* **Problem statement**: Extract every line of the entries below verbatim, and leave the pictures out of your answer.

* **A block of data**:
☆ ☆ ☆ ☆ ☆ ☆ ☆
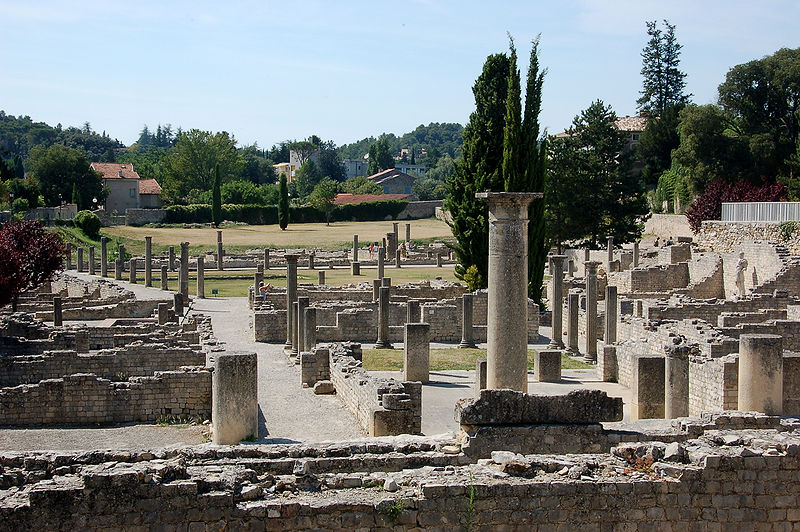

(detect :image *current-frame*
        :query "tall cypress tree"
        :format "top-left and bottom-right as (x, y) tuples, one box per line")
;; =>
(444, 54), (510, 289)
(211, 163), (222, 227)
(278, 174), (289, 231)
(522, 37), (548, 307)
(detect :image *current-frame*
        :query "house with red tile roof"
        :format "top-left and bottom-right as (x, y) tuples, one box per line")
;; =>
(90, 163), (161, 214)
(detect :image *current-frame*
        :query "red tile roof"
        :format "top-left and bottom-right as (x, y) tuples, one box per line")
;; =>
(89, 163), (139, 179)
(139, 179), (161, 194)
(333, 194), (411, 205)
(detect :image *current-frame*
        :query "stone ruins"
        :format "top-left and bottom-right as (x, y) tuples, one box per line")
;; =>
(0, 215), (800, 530)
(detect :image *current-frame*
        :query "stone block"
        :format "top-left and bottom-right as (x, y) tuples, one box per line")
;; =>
(455, 388), (620, 426)
(533, 349), (561, 382)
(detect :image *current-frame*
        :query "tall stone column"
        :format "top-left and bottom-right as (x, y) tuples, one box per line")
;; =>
(197, 255), (206, 299)
(180, 242), (189, 304)
(739, 334), (783, 416)
(583, 260), (600, 362)
(458, 293), (475, 349)
(144, 236), (153, 286)
(549, 255), (567, 349)
(475, 192), (542, 393)
(567, 290), (580, 355)
(53, 296), (64, 327)
(603, 285), (620, 344)
(284, 253), (298, 349)
(217, 231), (225, 271)
(375, 286), (392, 349)
(100, 236), (108, 277)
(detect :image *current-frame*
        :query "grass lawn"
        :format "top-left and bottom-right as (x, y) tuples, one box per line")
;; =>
(363, 347), (594, 371)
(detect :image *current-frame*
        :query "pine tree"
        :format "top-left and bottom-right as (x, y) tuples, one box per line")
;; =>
(211, 163), (222, 227)
(278, 174), (289, 231)
(636, 20), (691, 116)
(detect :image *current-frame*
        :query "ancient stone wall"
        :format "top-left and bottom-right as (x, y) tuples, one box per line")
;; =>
(0, 368), (211, 426)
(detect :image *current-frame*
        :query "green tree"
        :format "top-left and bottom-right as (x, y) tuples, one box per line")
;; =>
(278, 174), (289, 231)
(211, 163), (222, 227)
(547, 100), (649, 249)
(444, 54), (510, 289)
(309, 177), (336, 225)
(28, 144), (105, 209)
(636, 20), (691, 116)
(161, 129), (242, 202)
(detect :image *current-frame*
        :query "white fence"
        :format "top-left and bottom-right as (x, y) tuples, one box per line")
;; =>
(722, 201), (800, 222)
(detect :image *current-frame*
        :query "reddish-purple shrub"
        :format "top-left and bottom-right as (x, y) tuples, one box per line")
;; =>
(686, 177), (786, 234)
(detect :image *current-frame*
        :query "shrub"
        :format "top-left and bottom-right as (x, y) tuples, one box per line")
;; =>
(686, 177), (786, 234)
(72, 211), (103, 240)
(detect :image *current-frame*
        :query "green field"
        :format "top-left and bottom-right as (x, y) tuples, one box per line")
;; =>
(363, 347), (594, 371)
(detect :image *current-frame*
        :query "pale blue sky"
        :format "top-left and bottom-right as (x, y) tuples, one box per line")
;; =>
(0, 0), (800, 147)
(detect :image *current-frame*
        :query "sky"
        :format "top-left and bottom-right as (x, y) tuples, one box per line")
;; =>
(0, 0), (800, 148)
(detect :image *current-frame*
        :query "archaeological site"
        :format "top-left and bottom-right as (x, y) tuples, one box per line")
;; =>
(0, 213), (800, 531)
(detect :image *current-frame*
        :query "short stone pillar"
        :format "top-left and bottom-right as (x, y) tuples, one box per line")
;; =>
(158, 304), (169, 325)
(597, 345), (620, 382)
(458, 293), (476, 349)
(631, 355), (665, 421)
(603, 285), (619, 345)
(303, 307), (317, 351)
(372, 279), (382, 301)
(475, 358), (486, 397)
(475, 192), (542, 393)
(378, 248), (386, 279)
(284, 253), (298, 349)
(197, 255), (206, 299)
(211, 353), (258, 445)
(406, 299), (422, 323)
(739, 334), (783, 416)
(549, 255), (567, 350)
(533, 349), (561, 382)
(217, 231), (225, 271)
(172, 292), (183, 316)
(181, 242), (189, 303)
(100, 236), (108, 277)
(375, 286), (392, 349)
(403, 323), (431, 384)
(583, 260), (600, 362)
(53, 296), (64, 327)
(144, 236), (153, 286)
(297, 296), (310, 353)
(664, 344), (689, 419)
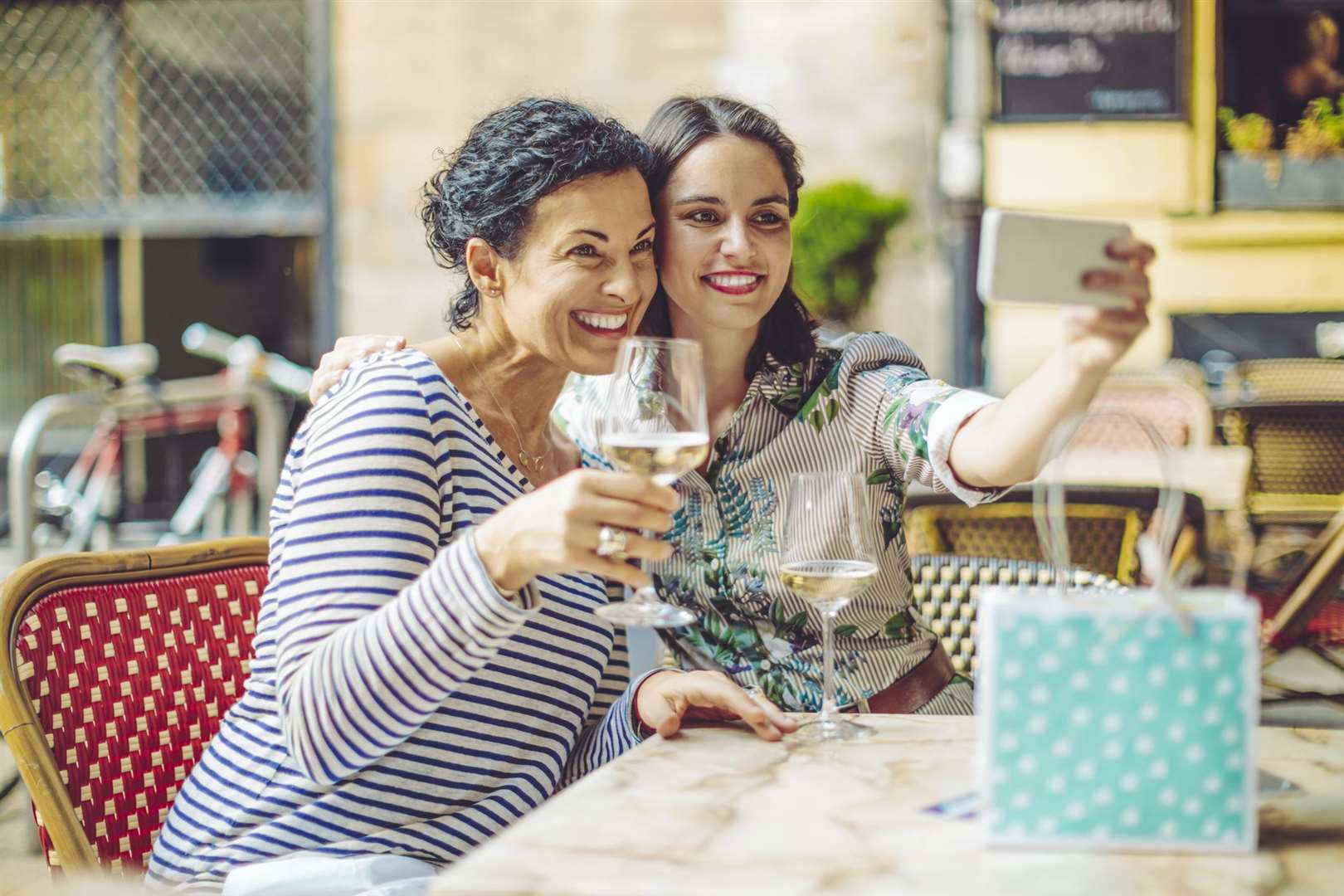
☆ ☆ ☆ ☆ ☆ ☆ ☆
* **Written answer**:
(detect :image *current-frame*
        :query "tall cypress tree"
        :format "top-left and bottom-right as (x, y) tuples, one box per line")
;; =>
(444, 54), (510, 289)
(211, 163), (222, 227)
(278, 174), (289, 231)
(522, 37), (548, 307)
(detect :image *current-frame*
        :query "house with red tile roof"
        :format "top-left and bottom-right as (x, y) tuples, one box per line")
;; =>
(90, 163), (161, 214)
(detect :image *current-frame*
        :query "red tile roof"
        :format "top-left and bottom-right as (x, y) tuples, one box per line")
;; =>
(89, 163), (139, 179)
(139, 179), (161, 194)
(333, 194), (411, 205)
(detect :image *current-frame*
        :query "stone ruins"
        :format "top-left and bottom-right as (x, y) tuples, one box per line")
;; =>
(0, 215), (800, 530)
(detect :image *current-frame*
        :query "stone block"
        :format "top-left and bottom-right as (x, y) tuples, one box per line")
;; =>
(455, 388), (620, 426)
(533, 349), (561, 382)
(detect :image *current-frame*
        :query "tall stone column"
        :format "top-left and bottom-right as (x, y) tuples, one box per line")
;; =>
(197, 255), (206, 299)
(180, 242), (189, 304)
(739, 334), (783, 416)
(583, 260), (600, 362)
(458, 293), (475, 349)
(144, 236), (153, 286)
(549, 255), (567, 349)
(475, 192), (542, 393)
(567, 290), (580, 355)
(53, 296), (64, 327)
(603, 285), (620, 344)
(284, 253), (298, 349)
(217, 231), (225, 271)
(375, 286), (392, 349)
(100, 236), (108, 277)
(detect :image *current-frame*
        :query "grass lawn"
        :format "top-left and bottom-right as (x, y) tuples, one box per line")
;; =>
(363, 347), (594, 371)
(detect :image *current-frame*
        :query "pine tree"
        :format "top-left and bottom-right as (x, y) tuples, one box per line")
;; =>
(211, 163), (222, 227)
(278, 174), (289, 231)
(636, 20), (691, 116)
(detect :image *current-frame*
        :query "ancient stone wall"
        :format "top-left and bottom-right as (x, y) tuples, one box per line")
;; =>
(0, 368), (211, 426)
(detect :image *current-frame*
        :query "green tree"
        :format "top-left and bottom-right as (x, y) tuples, one box per line")
;; =>
(278, 174), (289, 231)
(211, 163), (222, 227)
(547, 100), (649, 249)
(444, 54), (510, 289)
(309, 177), (336, 225)
(28, 144), (105, 209)
(636, 20), (691, 116)
(161, 129), (242, 202)
(detect :image *current-frame*
        :query "white fence"
        :format "top-left and bottom-right as (x, y) tuples, one box per line")
;; =>
(722, 201), (800, 222)
(detect :image *current-frame*
        :query "reddish-purple shrub"
        :format "top-left and bottom-right as (x, y) tuples, one box per line")
;; =>
(686, 177), (786, 234)
(detect :image *current-frame*
        :query "shrub"
        :format "top-left and bottom-right as (x, y) tuples, one box per line")
;; =>
(686, 177), (786, 234)
(72, 211), (103, 240)
(detect :image *current-frame*
        :query "green field"
        :format "top-left and bottom-right as (x, y) tuples, one box per line")
;; =>
(363, 347), (594, 371)
(detect :image *current-frame*
        :query "pale blue sky"
        :format "top-left and bottom-right as (x, y) tuples, one box per line")
;; =>
(0, 0), (800, 147)
(detect :image *current-frame*
        :query "sky"
        :format "top-left and bottom-right as (x, y) tuples, one box per line")
;; =>
(0, 0), (800, 148)
(detect :image *current-frame*
        :query "archaeological site"
        :format "top-left and bottom-right as (x, y) tuples, one box per line")
;; =>
(0, 213), (800, 531)
(detect :image *current-frame*
        :query "short stone pillar"
        :format "top-left and bottom-right as (x, y) tuples, one box per line")
;; =>
(158, 304), (169, 325)
(597, 345), (620, 382)
(458, 293), (476, 349)
(631, 355), (665, 421)
(603, 285), (619, 345)
(303, 307), (317, 351)
(372, 279), (382, 301)
(475, 358), (486, 397)
(475, 192), (542, 393)
(378, 248), (386, 279)
(284, 253), (298, 349)
(197, 255), (206, 299)
(211, 353), (258, 445)
(406, 299), (422, 323)
(739, 334), (783, 416)
(549, 255), (567, 350)
(533, 349), (561, 382)
(217, 231), (225, 271)
(172, 292), (183, 316)
(181, 242), (189, 303)
(100, 236), (108, 277)
(375, 286), (392, 349)
(403, 323), (431, 384)
(583, 260), (600, 362)
(53, 296), (64, 327)
(144, 236), (153, 286)
(297, 296), (310, 353)
(664, 344), (689, 419)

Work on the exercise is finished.